### WHAT THE TASK REQUIRES
Find the string "handlebar" in the records. Copy every line it appears in.

### SUPPLIED DATA
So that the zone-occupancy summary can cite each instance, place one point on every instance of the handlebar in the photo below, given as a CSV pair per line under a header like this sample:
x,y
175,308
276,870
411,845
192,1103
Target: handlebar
...
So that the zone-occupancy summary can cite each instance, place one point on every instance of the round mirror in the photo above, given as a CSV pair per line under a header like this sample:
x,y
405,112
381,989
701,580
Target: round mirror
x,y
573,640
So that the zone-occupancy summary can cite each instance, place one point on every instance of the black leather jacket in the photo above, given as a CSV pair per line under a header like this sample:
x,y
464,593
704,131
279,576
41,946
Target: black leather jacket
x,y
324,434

### WRITTEN RESPONSE
So that the zone-occupancy summary can cite each instance, place one point on every instance of the handlebar in the photo below, given as a CSV pair per line under a header like this sample:
Target: handlebar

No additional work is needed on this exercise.